## Selected passage
BSS
  20 Feb 2022, 08:51

Toll mounts as Brazil storm rescuers retrieve more bodies

PETROPOLIS, Brazil, Feb 20, 2022 (BSS/AFP) - Rescue workers pulled more
bodies Saturday from the muddy wreckage left by devastating floods and
landslides in the Brazilian city of Petropolis, where the death toll rose to
146, including 26 children.

   In a dense fog, workers dug with spades and shovels through the rubble and
muck as the search churned through its fifth day with little hope of finding
more survivors.

   An AFP photographer saw rescuers carrying out two recovered corpses in
body bags in the hard-hit neighborhood of Alto da Serra, as relatives sobbed
in the street.

   In the heart of the disaster zone, rescue workers occasionally blew loud
whistles to call for silence and listen for signs of life.

   But authorities say there is little hope at this point of finding
survivors from Tuesday's torrential rains.

   The downpour turned streets to gushing rivers in the picturesque city in
the southeastern mountains, and triggered landslides in poor hillside
neighborhoods that wiped out virtually everything in their path.

   Officials say 24 people have been rescued alive, but that came mostly in
the early hours after the tragedy.

   Rio de Janeiro state police said 218 people remained missing as of late
Friday.

   Meanwhile, 91 of the 146 bodies recovered so far have been identified,
according to the police.

## Written request 1
Count the lines in the entries that contain the string "rippled", treating uppercase and lowercase as different, and give only the number.

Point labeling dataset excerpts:
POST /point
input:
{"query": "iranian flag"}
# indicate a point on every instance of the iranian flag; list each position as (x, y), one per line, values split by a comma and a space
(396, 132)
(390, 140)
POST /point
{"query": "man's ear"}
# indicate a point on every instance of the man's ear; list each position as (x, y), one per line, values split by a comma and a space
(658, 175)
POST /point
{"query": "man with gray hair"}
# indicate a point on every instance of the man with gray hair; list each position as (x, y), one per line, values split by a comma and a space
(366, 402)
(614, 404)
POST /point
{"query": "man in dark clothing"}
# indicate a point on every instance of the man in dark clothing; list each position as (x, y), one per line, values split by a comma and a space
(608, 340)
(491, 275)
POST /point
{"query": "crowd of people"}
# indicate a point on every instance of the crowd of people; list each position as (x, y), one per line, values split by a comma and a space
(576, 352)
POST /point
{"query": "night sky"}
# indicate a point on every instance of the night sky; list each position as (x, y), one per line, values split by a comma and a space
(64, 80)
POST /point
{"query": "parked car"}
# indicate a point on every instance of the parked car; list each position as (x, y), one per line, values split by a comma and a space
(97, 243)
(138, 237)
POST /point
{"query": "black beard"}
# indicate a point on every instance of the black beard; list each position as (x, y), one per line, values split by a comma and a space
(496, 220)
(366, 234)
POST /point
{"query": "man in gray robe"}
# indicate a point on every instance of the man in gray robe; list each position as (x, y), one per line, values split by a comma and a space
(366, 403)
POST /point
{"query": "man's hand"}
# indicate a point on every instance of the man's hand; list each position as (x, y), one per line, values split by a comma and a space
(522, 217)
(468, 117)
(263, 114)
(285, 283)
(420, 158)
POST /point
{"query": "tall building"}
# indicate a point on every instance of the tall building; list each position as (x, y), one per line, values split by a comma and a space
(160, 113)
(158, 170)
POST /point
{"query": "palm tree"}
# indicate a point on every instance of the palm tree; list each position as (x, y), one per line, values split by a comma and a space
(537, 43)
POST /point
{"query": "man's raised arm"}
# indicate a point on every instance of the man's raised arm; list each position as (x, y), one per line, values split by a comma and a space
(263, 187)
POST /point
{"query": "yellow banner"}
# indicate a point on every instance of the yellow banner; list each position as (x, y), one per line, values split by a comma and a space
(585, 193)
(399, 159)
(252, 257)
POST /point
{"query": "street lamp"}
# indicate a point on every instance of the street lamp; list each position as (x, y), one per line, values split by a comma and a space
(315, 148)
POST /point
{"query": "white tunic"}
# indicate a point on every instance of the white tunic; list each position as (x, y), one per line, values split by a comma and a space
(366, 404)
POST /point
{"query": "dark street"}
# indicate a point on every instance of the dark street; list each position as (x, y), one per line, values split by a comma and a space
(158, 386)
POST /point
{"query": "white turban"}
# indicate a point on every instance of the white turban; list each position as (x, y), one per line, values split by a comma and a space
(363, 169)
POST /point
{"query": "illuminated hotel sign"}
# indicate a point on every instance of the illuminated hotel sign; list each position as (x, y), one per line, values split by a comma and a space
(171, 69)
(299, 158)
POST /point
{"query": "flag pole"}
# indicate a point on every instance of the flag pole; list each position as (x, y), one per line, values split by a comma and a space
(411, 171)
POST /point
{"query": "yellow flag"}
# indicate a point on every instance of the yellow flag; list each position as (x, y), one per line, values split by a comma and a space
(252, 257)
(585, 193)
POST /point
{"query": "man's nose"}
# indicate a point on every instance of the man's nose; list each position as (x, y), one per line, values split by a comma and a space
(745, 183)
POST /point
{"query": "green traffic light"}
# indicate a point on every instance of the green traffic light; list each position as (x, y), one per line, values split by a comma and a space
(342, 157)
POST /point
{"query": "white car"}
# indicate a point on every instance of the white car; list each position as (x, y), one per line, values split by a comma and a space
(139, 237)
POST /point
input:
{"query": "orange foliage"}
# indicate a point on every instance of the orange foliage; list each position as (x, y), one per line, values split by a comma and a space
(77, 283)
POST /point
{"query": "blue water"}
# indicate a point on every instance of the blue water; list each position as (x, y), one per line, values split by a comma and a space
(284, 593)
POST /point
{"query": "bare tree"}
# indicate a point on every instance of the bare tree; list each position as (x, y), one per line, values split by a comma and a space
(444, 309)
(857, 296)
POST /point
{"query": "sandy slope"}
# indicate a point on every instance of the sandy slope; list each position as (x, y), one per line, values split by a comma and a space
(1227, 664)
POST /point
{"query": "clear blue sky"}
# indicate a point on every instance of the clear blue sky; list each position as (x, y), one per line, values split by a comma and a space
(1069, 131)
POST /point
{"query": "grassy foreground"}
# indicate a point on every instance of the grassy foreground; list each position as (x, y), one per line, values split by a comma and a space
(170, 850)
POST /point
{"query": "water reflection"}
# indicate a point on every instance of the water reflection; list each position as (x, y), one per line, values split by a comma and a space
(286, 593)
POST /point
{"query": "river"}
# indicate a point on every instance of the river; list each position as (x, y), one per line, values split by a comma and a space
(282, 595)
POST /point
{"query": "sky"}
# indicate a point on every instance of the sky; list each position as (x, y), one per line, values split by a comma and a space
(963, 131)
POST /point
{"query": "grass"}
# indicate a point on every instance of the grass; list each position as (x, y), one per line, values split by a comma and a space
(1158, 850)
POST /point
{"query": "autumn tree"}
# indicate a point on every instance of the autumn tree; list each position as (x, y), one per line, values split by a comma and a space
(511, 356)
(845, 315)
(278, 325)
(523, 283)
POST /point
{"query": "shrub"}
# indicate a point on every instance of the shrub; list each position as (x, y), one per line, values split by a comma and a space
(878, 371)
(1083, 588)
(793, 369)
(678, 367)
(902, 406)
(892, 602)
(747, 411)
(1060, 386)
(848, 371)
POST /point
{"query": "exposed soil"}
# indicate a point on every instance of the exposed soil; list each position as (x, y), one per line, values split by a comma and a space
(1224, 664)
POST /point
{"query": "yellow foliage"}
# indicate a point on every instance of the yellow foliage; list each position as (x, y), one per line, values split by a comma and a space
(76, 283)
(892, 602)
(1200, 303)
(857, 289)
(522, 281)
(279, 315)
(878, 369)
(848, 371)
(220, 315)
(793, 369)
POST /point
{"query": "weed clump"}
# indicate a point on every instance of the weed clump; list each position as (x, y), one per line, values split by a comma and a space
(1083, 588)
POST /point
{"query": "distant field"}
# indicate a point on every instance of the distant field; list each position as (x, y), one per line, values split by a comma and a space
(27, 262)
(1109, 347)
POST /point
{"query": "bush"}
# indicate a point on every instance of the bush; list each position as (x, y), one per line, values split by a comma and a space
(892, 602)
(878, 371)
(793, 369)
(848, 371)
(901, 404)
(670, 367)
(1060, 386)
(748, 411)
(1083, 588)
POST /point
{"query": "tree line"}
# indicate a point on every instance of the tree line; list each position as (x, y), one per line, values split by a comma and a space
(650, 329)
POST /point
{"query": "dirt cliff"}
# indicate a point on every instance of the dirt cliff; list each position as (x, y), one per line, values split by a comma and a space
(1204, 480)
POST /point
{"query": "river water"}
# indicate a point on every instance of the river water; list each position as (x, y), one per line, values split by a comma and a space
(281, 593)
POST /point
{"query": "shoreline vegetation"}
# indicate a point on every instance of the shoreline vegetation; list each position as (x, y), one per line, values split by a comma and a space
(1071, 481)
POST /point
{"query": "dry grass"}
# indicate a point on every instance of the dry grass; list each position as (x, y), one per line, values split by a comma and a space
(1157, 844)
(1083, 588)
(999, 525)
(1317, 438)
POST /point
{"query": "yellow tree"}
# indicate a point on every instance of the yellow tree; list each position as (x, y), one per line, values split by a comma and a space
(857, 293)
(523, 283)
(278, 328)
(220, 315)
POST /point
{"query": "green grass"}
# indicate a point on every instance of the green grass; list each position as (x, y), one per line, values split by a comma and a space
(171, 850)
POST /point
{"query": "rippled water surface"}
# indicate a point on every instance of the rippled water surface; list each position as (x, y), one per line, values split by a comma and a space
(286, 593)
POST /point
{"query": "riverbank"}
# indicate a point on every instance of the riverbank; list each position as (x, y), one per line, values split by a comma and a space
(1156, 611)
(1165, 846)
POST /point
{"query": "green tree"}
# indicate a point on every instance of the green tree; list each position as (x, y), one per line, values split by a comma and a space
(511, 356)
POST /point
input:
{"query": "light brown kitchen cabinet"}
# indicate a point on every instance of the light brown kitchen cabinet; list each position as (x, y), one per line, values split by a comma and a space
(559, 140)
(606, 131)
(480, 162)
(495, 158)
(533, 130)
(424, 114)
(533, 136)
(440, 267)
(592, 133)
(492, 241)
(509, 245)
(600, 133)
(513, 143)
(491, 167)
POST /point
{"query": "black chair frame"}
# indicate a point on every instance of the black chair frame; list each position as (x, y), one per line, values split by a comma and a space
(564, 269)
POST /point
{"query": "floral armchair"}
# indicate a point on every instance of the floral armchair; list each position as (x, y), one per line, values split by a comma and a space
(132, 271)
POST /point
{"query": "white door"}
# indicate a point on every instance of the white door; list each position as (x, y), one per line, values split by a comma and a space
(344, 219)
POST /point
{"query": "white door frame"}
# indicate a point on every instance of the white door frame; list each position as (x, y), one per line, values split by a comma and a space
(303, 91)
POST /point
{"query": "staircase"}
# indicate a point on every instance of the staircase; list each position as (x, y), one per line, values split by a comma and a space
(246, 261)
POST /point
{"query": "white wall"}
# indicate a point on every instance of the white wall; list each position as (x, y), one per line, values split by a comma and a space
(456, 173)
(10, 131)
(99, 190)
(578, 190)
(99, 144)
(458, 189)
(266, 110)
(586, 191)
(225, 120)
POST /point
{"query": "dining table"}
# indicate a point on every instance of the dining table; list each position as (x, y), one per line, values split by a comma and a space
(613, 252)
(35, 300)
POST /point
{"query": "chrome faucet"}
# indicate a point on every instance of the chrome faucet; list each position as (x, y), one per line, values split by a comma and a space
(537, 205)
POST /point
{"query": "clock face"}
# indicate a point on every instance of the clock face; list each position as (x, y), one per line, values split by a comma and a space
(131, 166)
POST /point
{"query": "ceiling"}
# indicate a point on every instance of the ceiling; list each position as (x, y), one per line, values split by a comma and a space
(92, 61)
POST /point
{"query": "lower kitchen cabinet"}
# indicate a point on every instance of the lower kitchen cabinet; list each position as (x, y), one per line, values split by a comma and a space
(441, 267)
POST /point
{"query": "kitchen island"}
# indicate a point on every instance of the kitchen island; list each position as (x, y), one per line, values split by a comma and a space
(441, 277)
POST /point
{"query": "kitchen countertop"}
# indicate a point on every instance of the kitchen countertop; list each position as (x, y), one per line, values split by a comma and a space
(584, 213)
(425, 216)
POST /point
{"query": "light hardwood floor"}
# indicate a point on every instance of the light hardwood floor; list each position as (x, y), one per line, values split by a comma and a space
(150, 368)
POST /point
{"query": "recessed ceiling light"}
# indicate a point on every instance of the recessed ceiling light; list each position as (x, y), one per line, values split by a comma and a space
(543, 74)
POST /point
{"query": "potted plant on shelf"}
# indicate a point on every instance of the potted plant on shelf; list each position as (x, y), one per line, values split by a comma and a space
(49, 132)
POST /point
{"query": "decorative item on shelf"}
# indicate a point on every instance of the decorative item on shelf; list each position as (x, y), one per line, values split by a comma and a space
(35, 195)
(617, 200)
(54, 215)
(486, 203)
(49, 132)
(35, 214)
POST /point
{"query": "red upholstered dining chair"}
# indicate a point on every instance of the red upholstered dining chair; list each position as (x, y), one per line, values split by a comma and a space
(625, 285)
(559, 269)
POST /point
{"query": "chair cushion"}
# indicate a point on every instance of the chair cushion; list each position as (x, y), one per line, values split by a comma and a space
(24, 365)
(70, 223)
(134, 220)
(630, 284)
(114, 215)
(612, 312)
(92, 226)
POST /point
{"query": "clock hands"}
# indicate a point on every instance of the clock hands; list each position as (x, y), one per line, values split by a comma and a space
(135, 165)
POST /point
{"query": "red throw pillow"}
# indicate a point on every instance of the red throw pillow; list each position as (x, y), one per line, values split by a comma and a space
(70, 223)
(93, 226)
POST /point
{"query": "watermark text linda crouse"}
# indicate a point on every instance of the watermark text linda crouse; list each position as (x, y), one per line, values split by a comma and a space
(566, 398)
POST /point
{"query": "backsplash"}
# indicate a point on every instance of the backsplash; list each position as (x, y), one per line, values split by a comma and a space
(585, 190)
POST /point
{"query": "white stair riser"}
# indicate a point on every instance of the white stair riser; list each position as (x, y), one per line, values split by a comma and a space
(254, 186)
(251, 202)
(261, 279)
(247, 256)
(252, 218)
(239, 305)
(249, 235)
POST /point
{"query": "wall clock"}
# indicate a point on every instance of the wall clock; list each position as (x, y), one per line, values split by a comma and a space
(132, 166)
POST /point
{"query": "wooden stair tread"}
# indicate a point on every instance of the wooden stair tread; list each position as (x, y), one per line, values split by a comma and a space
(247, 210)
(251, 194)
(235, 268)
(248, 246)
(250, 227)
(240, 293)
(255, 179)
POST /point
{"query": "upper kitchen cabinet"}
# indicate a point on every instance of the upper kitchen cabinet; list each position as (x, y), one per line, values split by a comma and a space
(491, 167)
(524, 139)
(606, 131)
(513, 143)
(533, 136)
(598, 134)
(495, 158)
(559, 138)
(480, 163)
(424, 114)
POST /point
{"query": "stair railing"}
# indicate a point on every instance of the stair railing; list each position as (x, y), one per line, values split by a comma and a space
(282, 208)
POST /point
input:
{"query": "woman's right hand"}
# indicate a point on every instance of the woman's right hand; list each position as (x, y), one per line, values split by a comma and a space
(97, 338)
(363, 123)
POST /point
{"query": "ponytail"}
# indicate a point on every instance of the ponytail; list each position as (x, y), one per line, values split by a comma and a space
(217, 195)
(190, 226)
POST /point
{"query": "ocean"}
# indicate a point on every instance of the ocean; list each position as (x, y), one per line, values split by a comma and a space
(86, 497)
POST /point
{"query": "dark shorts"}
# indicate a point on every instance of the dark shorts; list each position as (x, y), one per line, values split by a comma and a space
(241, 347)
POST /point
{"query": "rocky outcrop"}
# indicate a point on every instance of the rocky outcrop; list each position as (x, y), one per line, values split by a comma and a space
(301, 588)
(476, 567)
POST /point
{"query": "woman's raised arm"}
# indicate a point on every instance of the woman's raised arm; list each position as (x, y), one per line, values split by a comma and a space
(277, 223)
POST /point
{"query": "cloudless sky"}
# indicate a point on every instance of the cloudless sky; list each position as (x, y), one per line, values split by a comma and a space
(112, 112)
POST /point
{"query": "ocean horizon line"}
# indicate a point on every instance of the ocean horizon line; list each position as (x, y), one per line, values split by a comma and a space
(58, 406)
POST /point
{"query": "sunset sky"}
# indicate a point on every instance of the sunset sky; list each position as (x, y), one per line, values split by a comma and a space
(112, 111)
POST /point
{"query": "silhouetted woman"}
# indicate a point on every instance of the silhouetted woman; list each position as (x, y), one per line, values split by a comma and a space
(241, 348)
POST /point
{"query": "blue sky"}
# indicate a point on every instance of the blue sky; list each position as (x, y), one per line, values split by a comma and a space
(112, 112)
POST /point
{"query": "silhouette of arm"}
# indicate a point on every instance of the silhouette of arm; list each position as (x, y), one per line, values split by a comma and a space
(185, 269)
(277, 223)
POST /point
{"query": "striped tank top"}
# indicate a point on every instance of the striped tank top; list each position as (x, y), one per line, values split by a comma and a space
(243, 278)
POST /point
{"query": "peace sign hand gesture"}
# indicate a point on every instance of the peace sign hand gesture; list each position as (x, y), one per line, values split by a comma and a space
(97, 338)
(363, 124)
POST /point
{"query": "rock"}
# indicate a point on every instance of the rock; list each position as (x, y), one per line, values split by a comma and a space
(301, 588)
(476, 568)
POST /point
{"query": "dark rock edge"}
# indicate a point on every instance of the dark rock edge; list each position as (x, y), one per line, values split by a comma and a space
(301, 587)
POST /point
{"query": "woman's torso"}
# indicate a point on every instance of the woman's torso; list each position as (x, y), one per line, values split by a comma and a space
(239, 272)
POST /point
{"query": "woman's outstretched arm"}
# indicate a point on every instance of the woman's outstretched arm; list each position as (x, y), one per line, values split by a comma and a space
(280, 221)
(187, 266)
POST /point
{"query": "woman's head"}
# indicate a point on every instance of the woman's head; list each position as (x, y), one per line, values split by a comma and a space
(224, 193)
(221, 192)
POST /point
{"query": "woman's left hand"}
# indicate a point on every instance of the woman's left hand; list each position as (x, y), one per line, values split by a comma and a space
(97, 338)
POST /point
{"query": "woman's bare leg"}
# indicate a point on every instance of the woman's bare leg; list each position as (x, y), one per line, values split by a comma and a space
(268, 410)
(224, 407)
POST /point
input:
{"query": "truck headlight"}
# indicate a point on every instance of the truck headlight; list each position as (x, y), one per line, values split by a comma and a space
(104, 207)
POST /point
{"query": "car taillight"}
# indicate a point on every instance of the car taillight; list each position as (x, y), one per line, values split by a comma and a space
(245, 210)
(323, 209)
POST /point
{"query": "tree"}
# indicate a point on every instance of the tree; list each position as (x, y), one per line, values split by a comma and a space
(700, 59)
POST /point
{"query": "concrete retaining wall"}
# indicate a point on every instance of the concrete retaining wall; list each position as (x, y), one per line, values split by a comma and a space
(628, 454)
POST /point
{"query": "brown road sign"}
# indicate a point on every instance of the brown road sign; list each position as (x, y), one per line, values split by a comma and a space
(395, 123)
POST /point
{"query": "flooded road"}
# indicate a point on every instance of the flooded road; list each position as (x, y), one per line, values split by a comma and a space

## Written request 2
Carry on the Petropolis flood article from its last sentence.

## Exercise answer 1
2

## Exercise answer 2
   Many of the missing may be among the unidentified bodies. But the numbers
have been hazy, and it is difficult to know how high the death toll could go.

   President Jair Bolsonaro, who flew over the disaster zone Friday by
helicopter, said the city was suffering from "enormous destruction, like
scenes of war."

   Tuesday's was the latest in a series of deadly storms to hit Brazil, which
experts say are made worse by climate change.

   In the past three months, at least 198 people have died in severe rains,
mainly in the southeastern state of Sao Paulo and the northeastern state of
Bahia, as well as Petropolis.

   - 'Little by little' -

   Normal life has been slow to return to central Petropolis, a charming
tourist town that was the 19th-century summer capital of the Brazilian
empire.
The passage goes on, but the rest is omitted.